TESTO FORNITO:
◆ ◆ ◆ ◆ ◆ ◆ ◆
Il motivo è inammissibile.
In primo luogo si osserva che La Corte si è pronunciata (pag. 3 della sentenza) sulla irrilevanza della richiesta di audizione, non avendo l’appellante dedotto alcuna nuova circostanza sulla quale dovrebbe essere sentito, evidenziando il difetto di credibili allegazioni.
La parte, pur consapevole che il diniego di protezione sussidiaria è fondato (anche) sulla ritenuta non credibilità del ricorrente, non muove specifiche sul giudizio reso in ordine alla valutazione di credibilità, limitandosi ad affermare genericamente ed apoditticamente che il suo racconto è lineare, né esplicita quali fatti, in adempimento del dovere di allegazione, avrebbe voluto chiarire nella nuova audizione. In grado di appello il rinnovo della audizione non si configura come un incombente automatico e doveroso, dovendo il giudice di valutarne la specifica rilevanza, e ben potendo il giudice del gravame respingere la domanda di protezione internazionale, che risulti manifestamente infondata, sulla sola base degli elementi di prova desumibili dal fascicolo di causa e di quelli emersi attraverso l’audizione o la videoregistrazione svoltesi nella fase amministrativa (Cass. n. 8931 del 14/05/2020). In questo caso, la Corte ha valutato negativamente la rilevanza della nuova audizione, osservando anche che il giudizio di inattendibilità reso dal giudice di primo grado non è stato adeguatamente censurato; si evidenzia così un difetto di allegazione non superabile attraverso i poteri officiosi. In difetto di allegazione di una storia credibile non può ritenersi sussistente il rischio individualizzato di cui all’art. 14, lett. b), poiché il giudice non può e non deve supplire ad eventuali carenze delle allegazioni (Cass. n. 2355/2020; Cass. 8819/2020), posto che il ricorrente è l’unico ad essere in possesso delle informazioni relative alla sua storia personale e quindi deve indicare gli elementi relativi all’età, all’estrazione, ai rapporti familiari, ai luoghi in cui ha soggiornato in precedenza, alle domande di asilo eventualmente già presentate (v. CGUE 5 giugno 2014, causa C146/14; nello stesso senso Cass. 8819/2020).
◆ ◆ ◆ ◆ ◆ ◆ ◆
SEZIONE DATI:
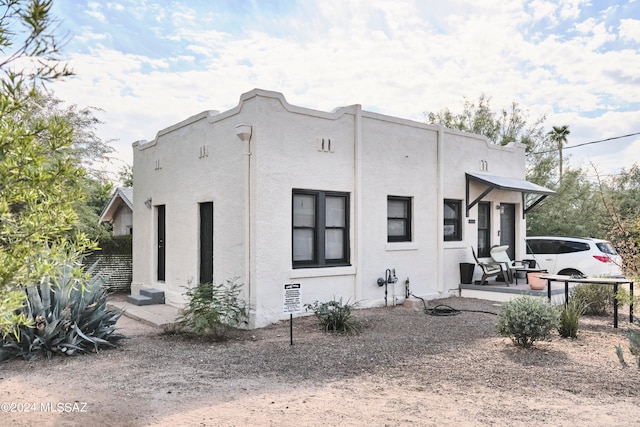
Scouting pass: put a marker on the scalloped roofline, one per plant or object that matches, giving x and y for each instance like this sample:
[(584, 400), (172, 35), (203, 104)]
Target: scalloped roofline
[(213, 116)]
◆ ◆ ◆ ◆ ◆ ◆ ◆
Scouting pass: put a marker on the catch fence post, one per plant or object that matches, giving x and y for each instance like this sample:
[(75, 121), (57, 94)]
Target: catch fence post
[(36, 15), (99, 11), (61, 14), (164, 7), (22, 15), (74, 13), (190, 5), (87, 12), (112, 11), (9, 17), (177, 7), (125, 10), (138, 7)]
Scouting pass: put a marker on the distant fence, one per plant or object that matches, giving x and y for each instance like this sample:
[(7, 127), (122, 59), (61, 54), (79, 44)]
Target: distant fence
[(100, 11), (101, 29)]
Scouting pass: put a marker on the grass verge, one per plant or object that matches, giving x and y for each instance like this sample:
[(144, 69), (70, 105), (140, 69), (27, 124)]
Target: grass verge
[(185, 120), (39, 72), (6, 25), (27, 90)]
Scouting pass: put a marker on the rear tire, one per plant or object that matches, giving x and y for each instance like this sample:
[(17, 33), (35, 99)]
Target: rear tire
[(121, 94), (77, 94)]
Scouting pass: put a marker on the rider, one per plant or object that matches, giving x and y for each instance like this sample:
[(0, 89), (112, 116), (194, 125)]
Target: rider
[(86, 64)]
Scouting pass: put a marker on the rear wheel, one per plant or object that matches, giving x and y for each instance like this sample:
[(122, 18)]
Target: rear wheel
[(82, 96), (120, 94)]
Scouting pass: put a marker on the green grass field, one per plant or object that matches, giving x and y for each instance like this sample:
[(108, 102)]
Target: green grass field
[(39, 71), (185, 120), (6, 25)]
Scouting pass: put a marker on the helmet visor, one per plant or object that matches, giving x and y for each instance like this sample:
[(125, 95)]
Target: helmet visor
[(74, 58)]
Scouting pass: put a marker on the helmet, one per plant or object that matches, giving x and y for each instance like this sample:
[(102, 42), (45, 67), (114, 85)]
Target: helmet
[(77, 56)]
◆ ◆ ◆ ◆ ◆ ◆ ◆
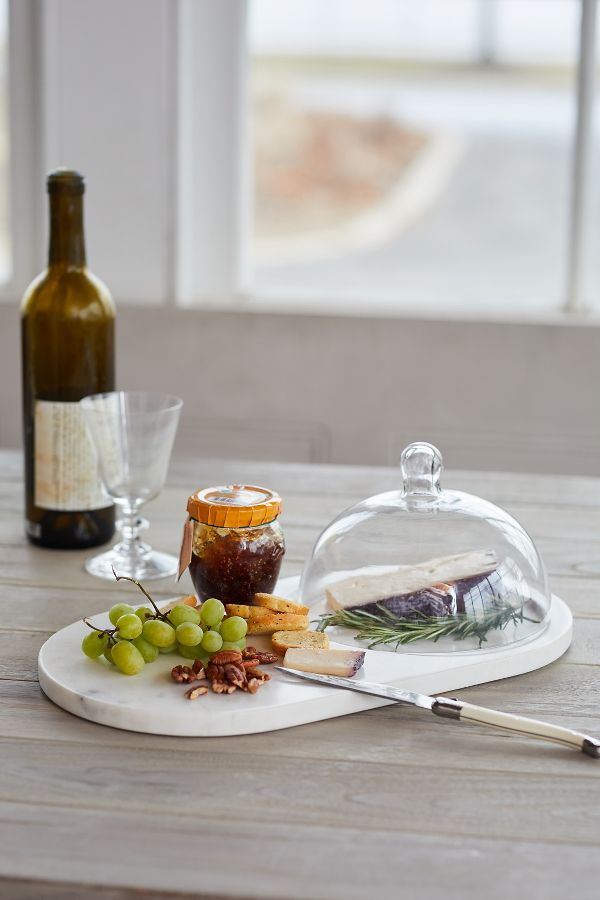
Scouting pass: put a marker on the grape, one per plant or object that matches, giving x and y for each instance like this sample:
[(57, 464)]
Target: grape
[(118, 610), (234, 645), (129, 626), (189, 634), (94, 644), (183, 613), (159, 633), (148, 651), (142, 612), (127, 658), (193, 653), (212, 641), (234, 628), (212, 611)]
◆ ◆ ◆ ◆ ◆ ◆ ◆
COMPITO: Sintetizzi in due frasi il testo fornito.

RISPOSTA COMPLETA: Il motivo è inammissibile perché la parte non muove censure specifiche al giudizio di non credibilità e non indica quali fatti avrebbe voluto chiarire in una nuova audizione, la cui rinnovazione in appello non è automatica ma dipende dalla valutazione di rilevanza del giudice. In difetto di una storia credibile non può ritenersi sussistente il rischio individualizzato di cui all'art. 14, lett. b), poiché il giudice non può supplire alle carenze delle allegazioni del ricorrente, unico in possesso delle informazioni sulla propria storia personale.